■ **What needs to be done**
Within the data below, how many lines contain "instance"? Reply with the number only.

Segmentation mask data
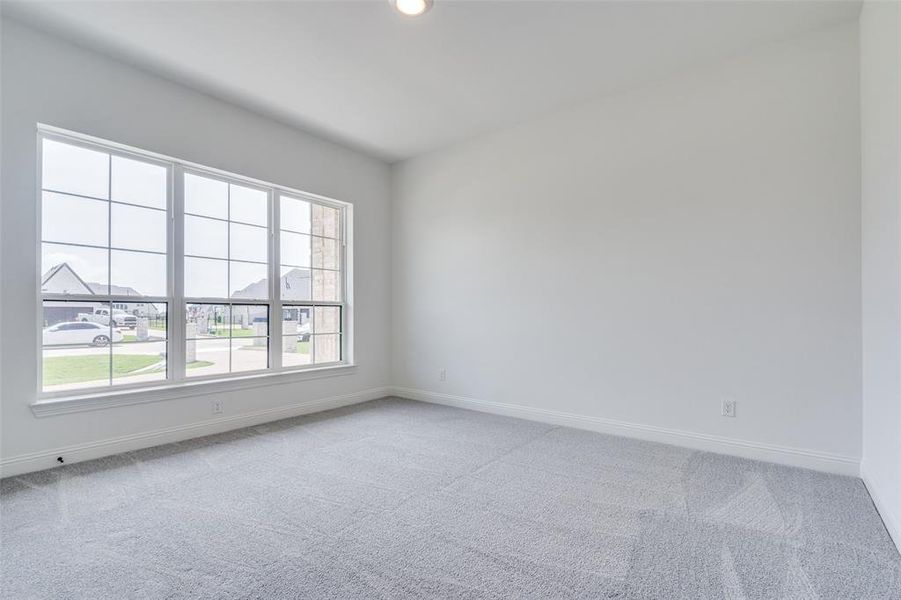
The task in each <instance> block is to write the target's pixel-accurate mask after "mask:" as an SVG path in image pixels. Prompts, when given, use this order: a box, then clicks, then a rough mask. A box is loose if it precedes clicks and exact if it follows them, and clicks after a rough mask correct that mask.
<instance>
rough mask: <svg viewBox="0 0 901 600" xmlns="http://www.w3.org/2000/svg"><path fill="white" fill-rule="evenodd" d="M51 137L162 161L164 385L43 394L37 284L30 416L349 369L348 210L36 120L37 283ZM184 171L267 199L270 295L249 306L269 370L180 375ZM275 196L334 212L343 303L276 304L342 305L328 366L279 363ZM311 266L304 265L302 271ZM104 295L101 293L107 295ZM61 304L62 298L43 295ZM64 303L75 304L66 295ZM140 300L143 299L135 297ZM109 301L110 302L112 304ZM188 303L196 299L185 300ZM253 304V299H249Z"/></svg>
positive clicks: (277, 217)
mask: <svg viewBox="0 0 901 600" xmlns="http://www.w3.org/2000/svg"><path fill="white" fill-rule="evenodd" d="M45 138H46V139H55V140H59V141H61V142H65V143H69V144H74V145H78V146H82V147H87V148H90V149H94V150H101V151H104V152H108V153H110V154H113V155H120V156H122V155H124V156H127V157H133V158H137V159H140V160H144V161H148V162H153V163H157V164H163V165H164V166H166V167H167V170H168V177H169V179H168V186H169V189H168V207H167V210H168V212H169V219H168V221H169V227H168V228H167V236H168V240H167V283H168V295H167V296H166V297H165V299H164V300H163V299H161V298H156V300H157V301H165V302H166V303H167V304H169V307H168V311H167V313H168V316H167V320H168V323H167V326H168V332H167V348H166V352H167V377H168V378H167V380H166V381H165V382H146V383H137V384H120V385H113V386H102V387H94V388H81V389H76V390H64V391H53V392H45V391H43V381H42V366H43V344H42V343H41V338H42V331H43V318H42V315H43V301H44V300H45V296H47V295H45V294H44V293H42V291H41V286H40V284H39V285H37V286H36V301H37V309H38V311H37V312H38V315H39V317H38V319H37V322H36V334H35V335H36V338H35V339H36V340H37V341H38V342H37V353H36V360H37V381H36V383H35V385H36V389H37V399H36V401H35V402H33V403H32V404H31V407H32V411H33V412H34V414H35V415H37V416H47V415H53V414H64V413H69V412H78V411H82V410H96V409H98V408H105V407H109V406H124V405H130V404H137V403H144V402H155V401H161V400H170V399H176V398H182V397H186V396H195V395H203V394H211V393H220V392H227V391H232V390H239V389H249V388H254V387H261V386H269V385H281V384H286V383H294V382H297V381H305V380H308V379H318V378H321V377H330V376H335V375H347V374H350V373H353V372H354V371H355V370H356V369H355V366H356V364H355V362H354V355H353V312H354V311H353V306H354V305H353V205H352V204H350V203H348V202H342V201H340V200H335V199H334V198H328V197H326V196H321V195H318V194H312V193H310V192H305V191H302V190H298V189H295V188H289V187H286V186H283V185H278V184H273V183H270V182H266V181H262V180H259V179H253V178H250V177H246V176H243V175H237V174H234V173H230V172H227V171H223V170H221V169H215V168H212V167H206V166H204V165H200V164H197V163H192V162H189V161H185V160H181V159H178V158H174V157H170V156H166V155H162V154H158V153H154V152H148V151H144V150H141V149H138V148H133V147H130V146H126V145H124V144H119V143H116V142H111V141H109V140H105V139H101V138H96V137H93V136H89V135H85V134H81V133H77V132H73V131H68V130H65V129H61V128H58V127H54V126H51V125H45V124H41V123H39V124H38V126H37V148H38V152H37V174H38V177H37V181H36V186H35V187H36V201H35V206H36V213H37V214H36V217H37V218H36V224H37V225H36V229H37V231H36V245H37V256H38V260H37V261H36V265H35V269H36V270H37V281H38V282H40V280H41V279H40V278H41V275H42V273H41V260H40V257H41V256H42V234H41V227H42V219H41V210H42V187H43V186H42V173H41V167H42V160H41V153H42V147H43V144H42V140H43V139H45ZM186 171H189V172H193V173H197V174H200V175H204V176H212V177H214V178H216V179H225V180H227V181H230V182H234V183H238V184H247V185H249V186H251V187H254V188H258V189H259V188H262V189H264V190H265V191H266V192H267V195H268V198H269V263H268V269H267V273H268V275H269V293H270V298H269V300H267V301H256V302H255V303H256V304H265V305H267V306H268V307H269V311H270V313H269V315H270V316H269V328H268V336H269V368H268V369H265V370H258V371H252V372H246V371H245V372H239V373H233V374H227V375H222V374H216V375H210V376H205V377H190V378H188V377H186V376H185V365H184V356H185V343H186V340H185V324H184V317H185V314H184V311H185V302H186V300H185V295H184V234H183V231H184V197H183V193H184V186H183V185H179V184H177V183H176V182H177V181H179V180H180V179H181V180H183V174H184V172H186ZM279 194H286V195H290V196H293V197H297V198H299V199H301V200H305V201H308V202H311V203H315V204H321V205H325V206H330V207H332V208H337V209H339V210H340V211H341V225H342V231H341V233H340V235H341V239H340V240H339V242H340V243H339V253H340V257H339V265H340V267H341V275H342V277H341V279H340V281H339V285H340V286H341V288H342V291H343V301H339V302H315V301H313V300H309V301H307V300H304V301H293V300H287V301H284V304H287V305H291V306H310V307H312V306H327V305H334V306H340V307H342V310H341V314H342V323H341V357H342V360H341V361H339V362H333V363H320V364H309V365H300V366H296V367H283V366H282V356H281V351H282V344H281V342H282V319H281V314H282V305H283V302H282V299H281V298H280V289H281V286H280V281H281V271H280V269H281V267H280V257H279V252H280V239H279V237H280V236H279V234H280V221H279V209H280V202H279V198H278V196H279ZM310 268H312V266H311V267H310ZM107 298H109V295H108V296H107ZM51 299H53V300H64V299H66V298H64V297H63V296H62V295H60V296H59V297H54V298H51ZM68 299H76V298H74V297H72V298H68ZM142 299H143V297H142ZM113 301H115V300H113ZM189 301H191V302H196V301H198V299H196V298H191V299H190V300H189ZM204 301H209V302H215V303H231V302H234V303H237V304H242V303H243V304H247V303H248V302H250V301H244V300H235V301H233V300H230V299H223V298H210V299H204ZM250 303H254V302H250Z"/></svg>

■ **Response to the task**
2